• REQUIRED TASK: Please reproduce every line of the entries below, from the line with "mouth in the photo above." through the end of the entries, scaling each coordinate by 1.8 and rounding it to a whole number, with halves rounded up. Leave all other wording unchanged.

• INPUT ROWS:
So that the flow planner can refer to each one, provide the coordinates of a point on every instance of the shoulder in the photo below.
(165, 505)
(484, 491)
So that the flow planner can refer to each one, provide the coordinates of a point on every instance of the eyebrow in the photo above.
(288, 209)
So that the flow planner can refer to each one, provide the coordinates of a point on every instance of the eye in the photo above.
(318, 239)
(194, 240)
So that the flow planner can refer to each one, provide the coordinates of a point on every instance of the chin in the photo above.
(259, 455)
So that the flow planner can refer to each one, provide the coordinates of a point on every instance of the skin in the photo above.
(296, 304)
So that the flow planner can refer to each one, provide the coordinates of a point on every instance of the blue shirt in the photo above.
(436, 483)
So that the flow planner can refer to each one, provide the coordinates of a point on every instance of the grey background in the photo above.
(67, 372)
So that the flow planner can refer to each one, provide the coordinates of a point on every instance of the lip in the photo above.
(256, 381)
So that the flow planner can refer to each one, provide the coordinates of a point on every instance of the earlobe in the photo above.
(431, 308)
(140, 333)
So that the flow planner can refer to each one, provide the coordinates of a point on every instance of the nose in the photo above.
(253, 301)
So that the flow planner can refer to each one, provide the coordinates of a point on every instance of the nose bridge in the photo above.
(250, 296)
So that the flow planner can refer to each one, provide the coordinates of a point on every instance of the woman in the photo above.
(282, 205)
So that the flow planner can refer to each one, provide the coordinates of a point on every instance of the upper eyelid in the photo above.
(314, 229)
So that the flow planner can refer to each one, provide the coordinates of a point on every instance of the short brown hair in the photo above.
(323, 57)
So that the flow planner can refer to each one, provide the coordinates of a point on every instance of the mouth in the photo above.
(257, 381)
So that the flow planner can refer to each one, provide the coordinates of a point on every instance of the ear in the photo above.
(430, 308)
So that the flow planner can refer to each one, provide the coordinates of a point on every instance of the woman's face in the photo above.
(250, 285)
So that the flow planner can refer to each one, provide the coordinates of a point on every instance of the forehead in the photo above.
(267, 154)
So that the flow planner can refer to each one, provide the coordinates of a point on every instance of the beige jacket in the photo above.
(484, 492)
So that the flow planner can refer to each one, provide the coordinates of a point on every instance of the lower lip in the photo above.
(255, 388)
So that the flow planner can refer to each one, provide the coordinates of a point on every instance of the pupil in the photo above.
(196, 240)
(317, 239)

• SOLUTION FOR THIS TASK:
So that the flow planner can refer to each one, provide the coordinates of a point on every instance of the mouth in the photo above.
(463, 686)
So that the flow planner can refer to each one, provide the coordinates of a point on every instance of the ear in the photo above.
(774, 554)
So that the flow planner can refer to each one, provide the coordinates of a point on every instance of the woman's face in the photo above.
(450, 513)
So that the flow planner can refer to each one, provide the coordinates of a point on every instance of the forehead in the photo above.
(481, 277)
So that the flow planner can refer to each one, provide the coordinates of a point on every instance of the beige jacket in the photo above.
(871, 886)
So that the flow planner can refer to each one, provide the coordinates of a point on every instance of the lower lip in the photo above.
(459, 698)
So that the flow planner can refer to each one, provide the coordinates of a point on every instance of the pupil in the photo above.
(353, 432)
(571, 430)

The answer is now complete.